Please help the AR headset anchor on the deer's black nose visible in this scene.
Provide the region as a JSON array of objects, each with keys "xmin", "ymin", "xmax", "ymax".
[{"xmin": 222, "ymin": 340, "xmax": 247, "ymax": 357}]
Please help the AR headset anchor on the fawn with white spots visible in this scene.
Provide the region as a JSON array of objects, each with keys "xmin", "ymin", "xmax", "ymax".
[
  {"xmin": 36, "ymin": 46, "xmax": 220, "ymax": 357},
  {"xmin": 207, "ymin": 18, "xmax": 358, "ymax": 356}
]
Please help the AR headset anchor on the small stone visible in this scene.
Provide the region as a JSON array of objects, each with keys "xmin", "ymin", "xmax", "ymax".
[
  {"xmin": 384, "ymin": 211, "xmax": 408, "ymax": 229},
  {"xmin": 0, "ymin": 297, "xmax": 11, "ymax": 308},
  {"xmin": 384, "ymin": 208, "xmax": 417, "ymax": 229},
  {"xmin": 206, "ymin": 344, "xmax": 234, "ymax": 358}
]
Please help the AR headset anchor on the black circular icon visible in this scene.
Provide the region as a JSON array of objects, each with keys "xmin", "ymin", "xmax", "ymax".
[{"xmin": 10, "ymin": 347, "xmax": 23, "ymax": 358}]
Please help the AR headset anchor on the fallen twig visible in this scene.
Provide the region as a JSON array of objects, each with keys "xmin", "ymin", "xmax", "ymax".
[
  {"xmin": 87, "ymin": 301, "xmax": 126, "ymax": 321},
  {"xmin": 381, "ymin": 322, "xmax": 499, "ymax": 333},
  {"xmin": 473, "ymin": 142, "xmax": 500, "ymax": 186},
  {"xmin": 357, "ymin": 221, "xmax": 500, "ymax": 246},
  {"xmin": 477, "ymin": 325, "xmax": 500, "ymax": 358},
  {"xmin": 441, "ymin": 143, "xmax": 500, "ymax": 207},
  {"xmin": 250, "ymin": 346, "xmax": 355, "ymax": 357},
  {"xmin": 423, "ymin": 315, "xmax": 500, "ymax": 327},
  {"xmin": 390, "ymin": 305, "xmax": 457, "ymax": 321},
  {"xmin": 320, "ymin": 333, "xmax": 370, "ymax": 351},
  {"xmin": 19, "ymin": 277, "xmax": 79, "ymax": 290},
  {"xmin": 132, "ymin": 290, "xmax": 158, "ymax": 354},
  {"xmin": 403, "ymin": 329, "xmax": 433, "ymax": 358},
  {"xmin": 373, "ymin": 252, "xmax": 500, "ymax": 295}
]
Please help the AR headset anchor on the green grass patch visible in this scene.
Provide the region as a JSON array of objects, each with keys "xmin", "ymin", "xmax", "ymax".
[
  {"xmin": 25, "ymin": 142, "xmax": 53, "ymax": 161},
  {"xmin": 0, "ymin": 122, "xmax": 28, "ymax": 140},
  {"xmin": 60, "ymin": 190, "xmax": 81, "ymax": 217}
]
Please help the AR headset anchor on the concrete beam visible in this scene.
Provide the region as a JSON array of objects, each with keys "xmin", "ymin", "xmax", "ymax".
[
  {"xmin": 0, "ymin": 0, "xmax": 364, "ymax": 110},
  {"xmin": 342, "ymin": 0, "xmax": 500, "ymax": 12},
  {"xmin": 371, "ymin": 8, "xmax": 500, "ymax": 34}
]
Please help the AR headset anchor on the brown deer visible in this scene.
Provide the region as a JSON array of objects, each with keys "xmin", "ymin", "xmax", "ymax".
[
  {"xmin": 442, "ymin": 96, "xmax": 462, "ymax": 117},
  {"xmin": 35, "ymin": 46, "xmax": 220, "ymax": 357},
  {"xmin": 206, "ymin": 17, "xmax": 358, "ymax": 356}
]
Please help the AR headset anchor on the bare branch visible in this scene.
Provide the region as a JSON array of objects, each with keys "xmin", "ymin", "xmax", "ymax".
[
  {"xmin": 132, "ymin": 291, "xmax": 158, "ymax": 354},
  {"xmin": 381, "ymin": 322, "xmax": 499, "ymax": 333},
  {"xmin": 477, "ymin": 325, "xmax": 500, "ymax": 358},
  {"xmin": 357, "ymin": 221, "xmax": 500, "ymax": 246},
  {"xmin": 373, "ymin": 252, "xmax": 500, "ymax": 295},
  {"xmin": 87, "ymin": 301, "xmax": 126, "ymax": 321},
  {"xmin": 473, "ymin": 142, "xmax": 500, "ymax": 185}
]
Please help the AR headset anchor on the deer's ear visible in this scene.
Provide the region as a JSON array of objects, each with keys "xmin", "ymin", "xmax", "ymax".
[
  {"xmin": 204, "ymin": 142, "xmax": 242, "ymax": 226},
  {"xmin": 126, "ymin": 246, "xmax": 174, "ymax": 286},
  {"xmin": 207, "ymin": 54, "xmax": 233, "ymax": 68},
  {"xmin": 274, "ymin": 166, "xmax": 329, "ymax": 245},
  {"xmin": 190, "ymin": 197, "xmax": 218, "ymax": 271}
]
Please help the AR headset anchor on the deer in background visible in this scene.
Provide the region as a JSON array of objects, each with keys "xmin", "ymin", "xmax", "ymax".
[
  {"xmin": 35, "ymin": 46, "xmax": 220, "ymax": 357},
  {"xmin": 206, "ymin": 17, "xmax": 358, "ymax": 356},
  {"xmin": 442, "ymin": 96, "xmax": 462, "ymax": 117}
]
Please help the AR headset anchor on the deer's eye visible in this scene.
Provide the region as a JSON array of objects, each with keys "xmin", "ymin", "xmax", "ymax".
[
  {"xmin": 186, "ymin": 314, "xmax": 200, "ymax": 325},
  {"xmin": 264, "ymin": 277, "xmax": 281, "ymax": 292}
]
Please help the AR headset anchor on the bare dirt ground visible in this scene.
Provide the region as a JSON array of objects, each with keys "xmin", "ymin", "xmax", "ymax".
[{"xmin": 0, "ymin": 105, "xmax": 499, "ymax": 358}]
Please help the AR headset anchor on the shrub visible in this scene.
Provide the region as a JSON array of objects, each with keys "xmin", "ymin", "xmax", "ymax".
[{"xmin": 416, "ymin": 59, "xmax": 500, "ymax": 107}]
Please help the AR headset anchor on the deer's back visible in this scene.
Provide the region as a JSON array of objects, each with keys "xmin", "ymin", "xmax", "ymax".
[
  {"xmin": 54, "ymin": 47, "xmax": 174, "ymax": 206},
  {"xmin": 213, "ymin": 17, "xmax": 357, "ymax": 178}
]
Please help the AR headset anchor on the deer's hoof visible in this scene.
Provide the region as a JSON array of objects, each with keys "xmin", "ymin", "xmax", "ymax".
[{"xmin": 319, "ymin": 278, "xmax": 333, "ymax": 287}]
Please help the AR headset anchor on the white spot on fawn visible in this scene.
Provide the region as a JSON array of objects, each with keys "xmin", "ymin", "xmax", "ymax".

■ Required work ■
Return the entries above exactly as they were written.

■ Exercise answer ■
Please help the AR headset anchor on the deer's black nose visible in this scene.
Provide the region as a JSON array of objects, each with keys "xmin", "ymin", "xmax", "ymax".
[{"xmin": 222, "ymin": 340, "xmax": 247, "ymax": 357}]
Please help the AR headset anchor on the fawn with white spots visible in this scene.
Provide the region as a JSON array of objects, each with keys "xmin", "ymin", "xmax", "ymax".
[
  {"xmin": 36, "ymin": 46, "xmax": 220, "ymax": 357},
  {"xmin": 207, "ymin": 18, "xmax": 358, "ymax": 356}
]
Please help the AR headset anchor on the small stone visible in this scene.
Provide the region as a JSON array of objects, each with keys "xmin", "ymin", "xmax", "ymax".
[
  {"xmin": 384, "ymin": 211, "xmax": 408, "ymax": 229},
  {"xmin": 0, "ymin": 297, "xmax": 11, "ymax": 308},
  {"xmin": 384, "ymin": 208, "xmax": 417, "ymax": 229},
  {"xmin": 206, "ymin": 344, "xmax": 234, "ymax": 358}
]
Please help the AR headset anchor on the black circular icon visible in this scene.
Provide the region as a JSON array of objects, each with keys "xmin", "ymin", "xmax", "ymax".
[{"xmin": 10, "ymin": 347, "xmax": 23, "ymax": 358}]
Please help the AR headset anchor on the fallen twig visible in this scene.
Provide the region as a JSON array of objects, each with keys "xmin", "ymin", "xmax", "ymax".
[
  {"xmin": 87, "ymin": 301, "xmax": 126, "ymax": 321},
  {"xmin": 381, "ymin": 322, "xmax": 499, "ymax": 333},
  {"xmin": 473, "ymin": 142, "xmax": 500, "ymax": 186},
  {"xmin": 357, "ymin": 221, "xmax": 500, "ymax": 246},
  {"xmin": 477, "ymin": 325, "xmax": 500, "ymax": 358},
  {"xmin": 441, "ymin": 143, "xmax": 500, "ymax": 207},
  {"xmin": 250, "ymin": 346, "xmax": 355, "ymax": 357},
  {"xmin": 423, "ymin": 315, "xmax": 500, "ymax": 327},
  {"xmin": 390, "ymin": 305, "xmax": 457, "ymax": 321},
  {"xmin": 320, "ymin": 333, "xmax": 370, "ymax": 351},
  {"xmin": 19, "ymin": 277, "xmax": 79, "ymax": 290},
  {"xmin": 132, "ymin": 290, "xmax": 158, "ymax": 354},
  {"xmin": 403, "ymin": 329, "xmax": 433, "ymax": 358},
  {"xmin": 373, "ymin": 252, "xmax": 500, "ymax": 295}
]
Please help the AR headset anchor on the green grass patch visible in this scene.
Provide the region as a JSON array of objects, each with keys "xmin", "ymin", "xmax", "ymax".
[
  {"xmin": 25, "ymin": 142, "xmax": 53, "ymax": 161},
  {"xmin": 0, "ymin": 122, "xmax": 28, "ymax": 140},
  {"xmin": 60, "ymin": 190, "xmax": 81, "ymax": 217}
]
Please help the AR headset anchor on the concrete beam visible in this scene.
Provide the region as a JSON array of objects, each with keys "xmin", "ymin", "xmax", "ymax".
[
  {"xmin": 0, "ymin": 0, "xmax": 364, "ymax": 110},
  {"xmin": 342, "ymin": 0, "xmax": 500, "ymax": 12},
  {"xmin": 371, "ymin": 8, "xmax": 500, "ymax": 34}
]
Please help the AR headset anchor on the brown deer visible in this scene.
Provide the region as a JSON array of objects, each with keys "xmin", "ymin", "xmax", "ymax".
[
  {"xmin": 442, "ymin": 96, "xmax": 462, "ymax": 117},
  {"xmin": 35, "ymin": 46, "xmax": 220, "ymax": 357},
  {"xmin": 206, "ymin": 17, "xmax": 358, "ymax": 356}
]
Please help the AR headset anchor on the bare branch visible in this scene.
Provide the region as a JSON array of objects, each with keys "xmin", "ymin", "xmax", "ymax".
[
  {"xmin": 132, "ymin": 291, "xmax": 158, "ymax": 354},
  {"xmin": 381, "ymin": 322, "xmax": 499, "ymax": 333},
  {"xmin": 477, "ymin": 325, "xmax": 500, "ymax": 358},
  {"xmin": 357, "ymin": 221, "xmax": 500, "ymax": 246},
  {"xmin": 373, "ymin": 252, "xmax": 500, "ymax": 295},
  {"xmin": 87, "ymin": 301, "xmax": 126, "ymax": 321},
  {"xmin": 473, "ymin": 142, "xmax": 500, "ymax": 185}
]
Please help the AR headset anchor on the deer's ear visible in this scene.
Provide the region as a JSON array of objects, each with keys "xmin", "ymin", "xmax", "ymax".
[
  {"xmin": 204, "ymin": 142, "xmax": 242, "ymax": 226},
  {"xmin": 126, "ymin": 246, "xmax": 174, "ymax": 286},
  {"xmin": 207, "ymin": 54, "xmax": 233, "ymax": 68},
  {"xmin": 274, "ymin": 166, "xmax": 329, "ymax": 245},
  {"xmin": 190, "ymin": 197, "xmax": 218, "ymax": 271}
]
Please help the AR headset anchor on the deer in background visible in this scene.
Provide the region as a JSON array of objects, each with keys "xmin", "ymin", "xmax", "ymax".
[
  {"xmin": 35, "ymin": 46, "xmax": 220, "ymax": 357},
  {"xmin": 206, "ymin": 17, "xmax": 358, "ymax": 356},
  {"xmin": 442, "ymin": 96, "xmax": 462, "ymax": 117}
]
Please help the AR headset anchor on the deer's eye visible in this scene.
Provide the region as a JSON array of objects, each with keys "xmin", "ymin", "xmax", "ymax".
[
  {"xmin": 186, "ymin": 314, "xmax": 200, "ymax": 325},
  {"xmin": 264, "ymin": 277, "xmax": 281, "ymax": 292}
]
Please help the AR headset anchor on the bare dirt ground visible in this scene.
Provide the region as a JSON array of objects, each with keys "xmin", "ymin", "xmax", "ymax".
[{"xmin": 0, "ymin": 105, "xmax": 499, "ymax": 358}]
Please help the AR headset anchor on the shrub visible in this scene.
Provide the region as a JSON array of objects, each with keys "xmin", "ymin", "xmax", "ymax".
[{"xmin": 416, "ymin": 59, "xmax": 500, "ymax": 107}]
Please help the AR headset anchor on the deer's back visible in this scene.
Provide the region as a JSON array of objects, each with keys "xmin", "ymin", "xmax", "ymax".
[
  {"xmin": 54, "ymin": 47, "xmax": 174, "ymax": 206},
  {"xmin": 213, "ymin": 17, "xmax": 357, "ymax": 178}
]
Please help the AR headset anchor on the deer's hoof visible in this scene.
Provide the region as a JSON array of objects, each with keys "xmin", "ymin", "xmax", "ymax".
[{"xmin": 319, "ymin": 278, "xmax": 333, "ymax": 287}]
Please help the AR headset anchor on the white spot on fawn visible in this scene.
Provide the region as a JSON array of objects, each with keys "xmin", "ymin", "xmax", "ymax".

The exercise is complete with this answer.